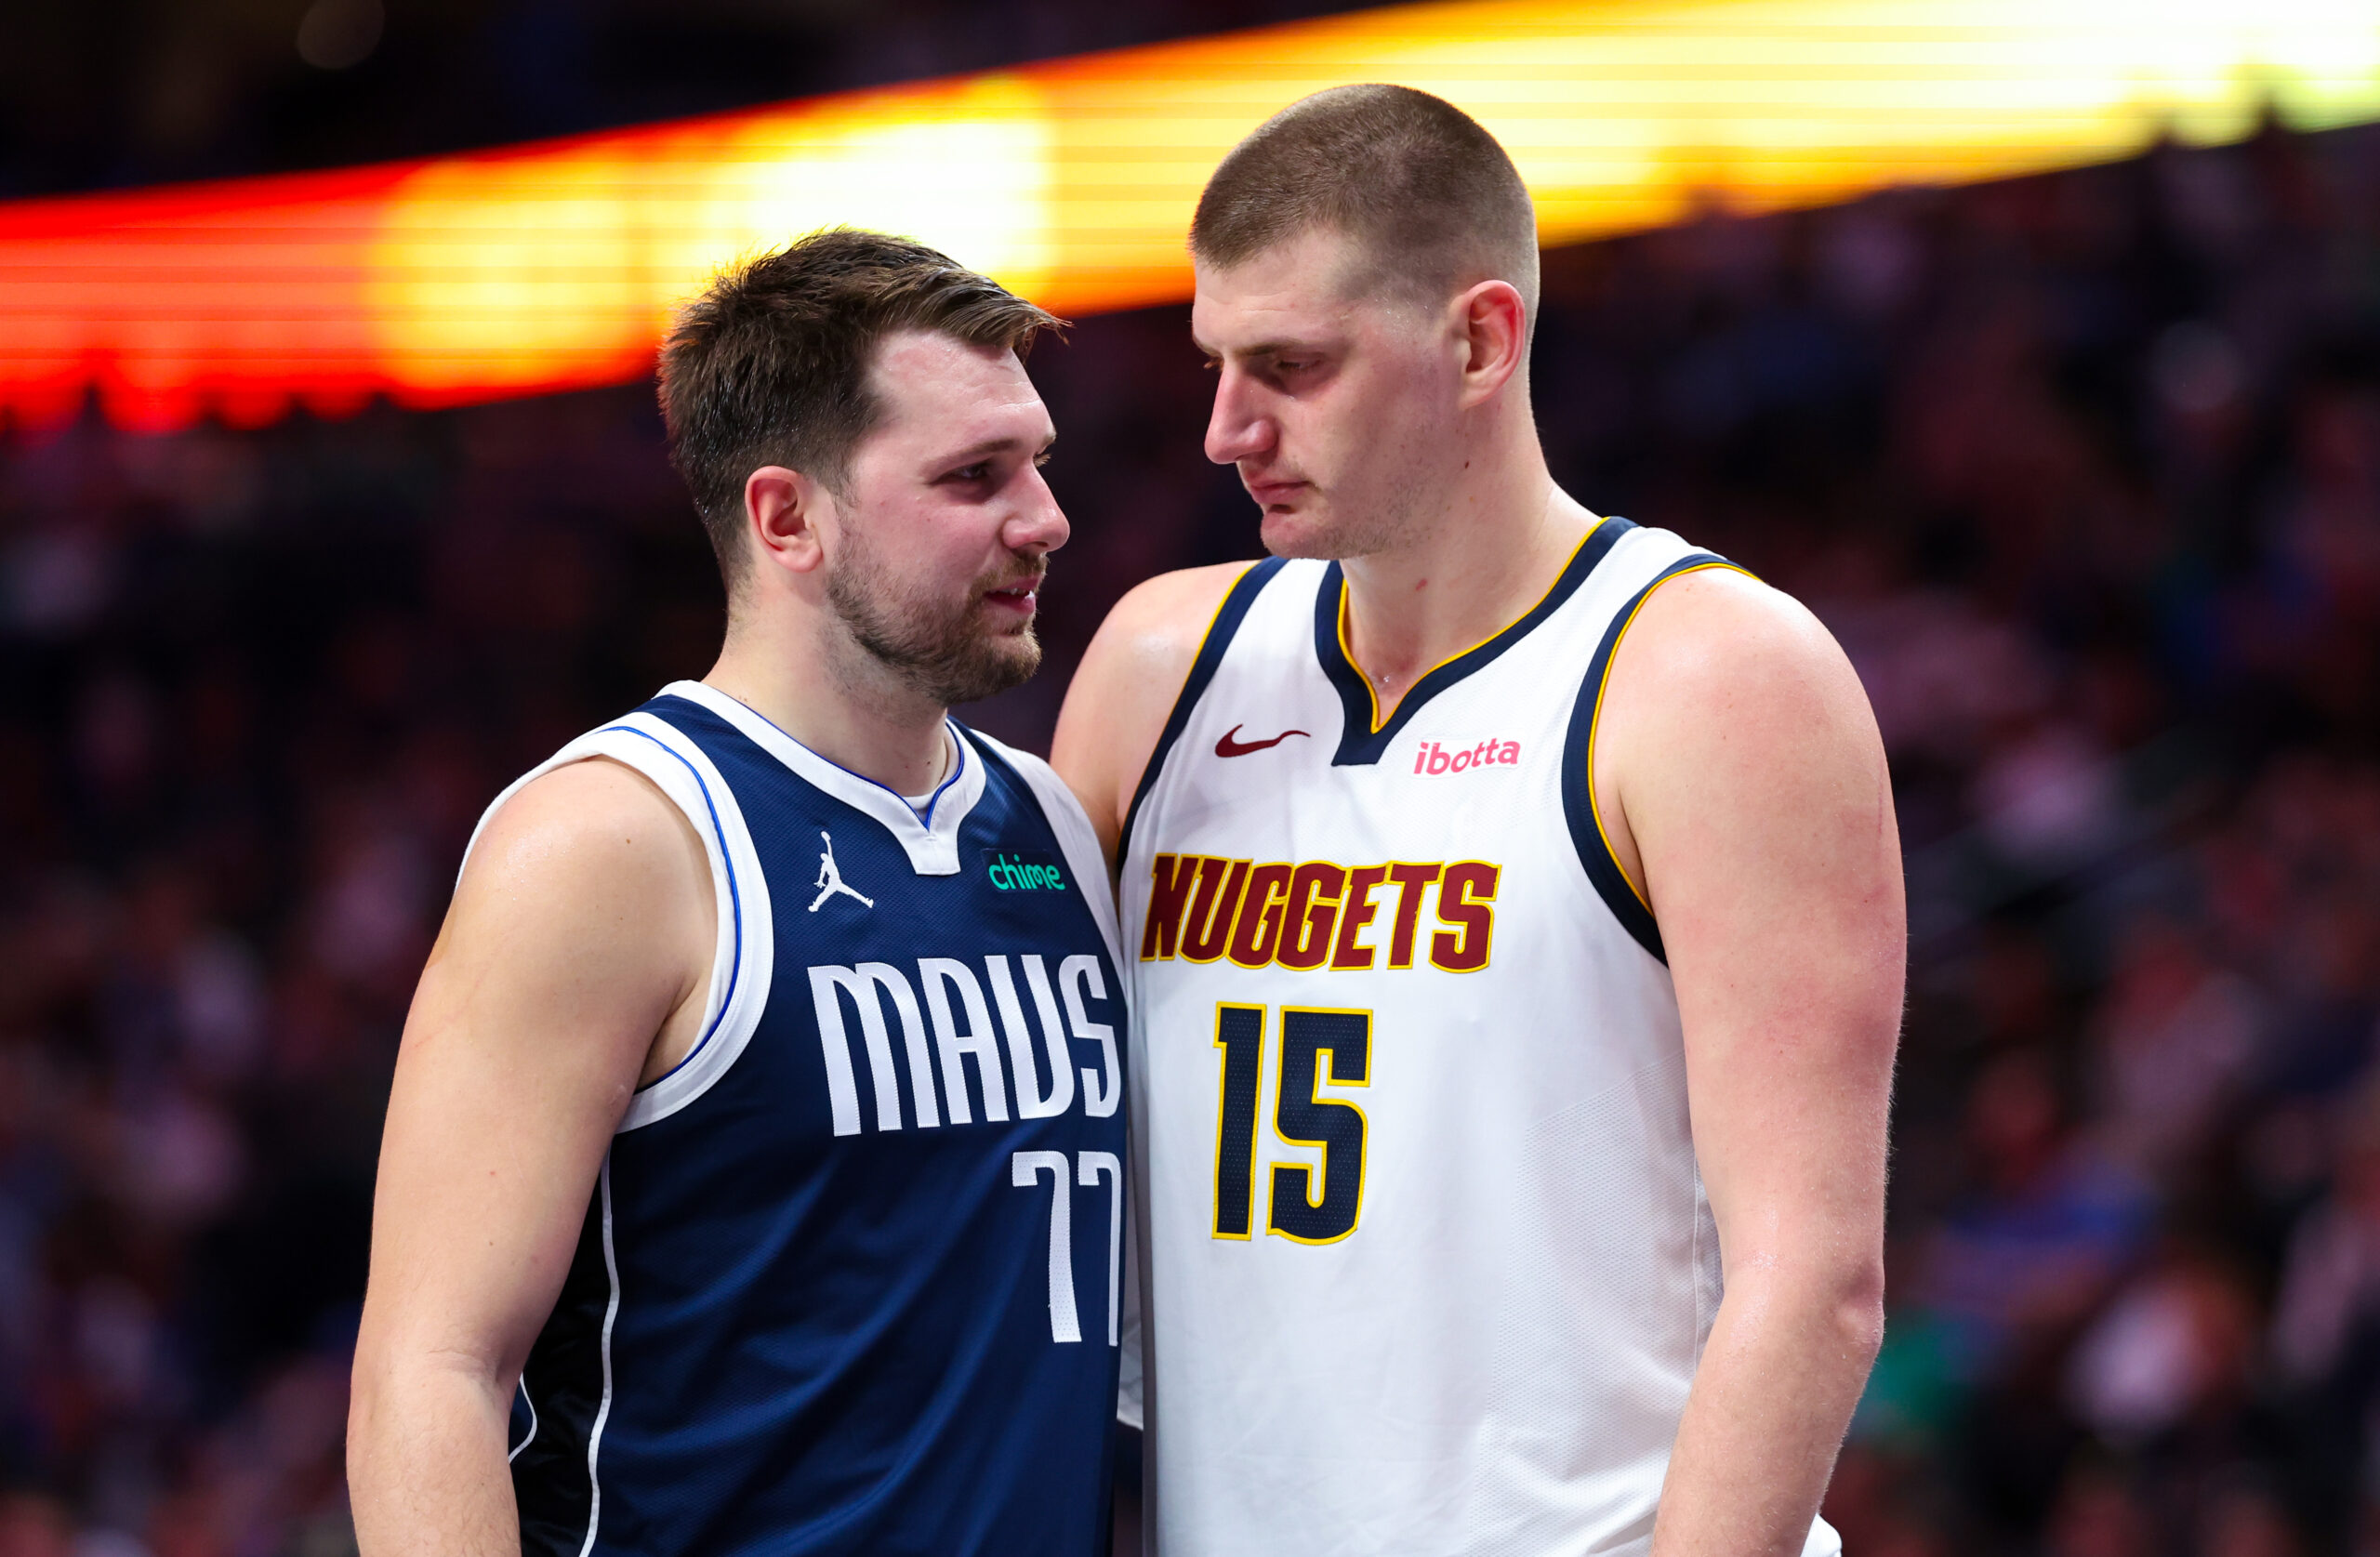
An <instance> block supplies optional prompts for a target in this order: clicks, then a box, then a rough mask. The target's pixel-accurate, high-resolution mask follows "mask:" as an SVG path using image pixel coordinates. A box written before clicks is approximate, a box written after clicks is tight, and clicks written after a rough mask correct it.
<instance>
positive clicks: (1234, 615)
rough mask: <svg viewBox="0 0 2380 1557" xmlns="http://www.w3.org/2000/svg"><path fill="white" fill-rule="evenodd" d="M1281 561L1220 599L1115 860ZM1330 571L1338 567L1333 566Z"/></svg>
mask: <svg viewBox="0 0 2380 1557" xmlns="http://www.w3.org/2000/svg"><path fill="white" fill-rule="evenodd" d="M1283 562H1285V559H1283V557H1266V559H1264V562H1257V564H1254V567H1250V569H1247V571H1245V574H1240V576H1238V579H1235V581H1233V586H1230V593H1228V595H1223V605H1221V607H1219V609H1216V614H1214V624H1211V626H1209V629H1207V638H1204V640H1202V643H1200V645H1197V659H1192V662H1190V676H1188V679H1185V681H1183V690H1180V698H1176V700H1173V712H1171V714H1166V733H1164V736H1159V738H1157V750H1154V752H1150V764H1147V767H1145V769H1140V788H1135V790H1133V805H1131V807H1128V809H1126V812H1123V833H1121V836H1119V838H1116V859H1123V855H1126V850H1131V848H1133V819H1138V817H1140V802H1142V800H1147V798H1150V788H1152V786H1154V783H1157V774H1161V771H1164V767H1166V752H1171V750H1173V743H1176V740H1180V738H1183V731H1185V729H1188V726H1190V709H1195V707H1197V700H1200V695H1202V693H1204V690H1207V683H1209V681H1214V674H1216V669H1221V664H1223V650H1228V648H1230V640H1233V636H1235V633H1238V631H1240V624H1242V621H1247V607H1252V605H1254V602H1257V595H1259V593H1261V590H1264V586H1266V583H1271V579H1273V574H1278V571H1280V564H1283ZM1330 567H1338V564H1335V562H1333V564H1330Z"/></svg>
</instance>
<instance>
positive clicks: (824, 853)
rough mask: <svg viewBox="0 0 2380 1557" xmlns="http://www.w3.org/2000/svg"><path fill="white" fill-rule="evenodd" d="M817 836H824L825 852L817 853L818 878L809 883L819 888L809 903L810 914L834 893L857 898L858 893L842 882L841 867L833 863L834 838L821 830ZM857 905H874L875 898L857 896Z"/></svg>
mask: <svg viewBox="0 0 2380 1557" xmlns="http://www.w3.org/2000/svg"><path fill="white" fill-rule="evenodd" d="M819 838H826V852H823V855H819V878H816V881H812V883H809V886H814V888H819V895H816V900H812V905H809V912H812V914H816V912H819V909H821V907H826V900H828V898H833V895H835V893H843V895H845V898H859V893H854V890H852V888H850V886H845V883H843V867H838V864H835V840H833V838H831V836H828V833H823V831H821V833H819ZM859 905H862V907H876V900H873V898H859Z"/></svg>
+---+
Work required —
Tally the lines above containing "positive"; give only the number.

Solution below —
2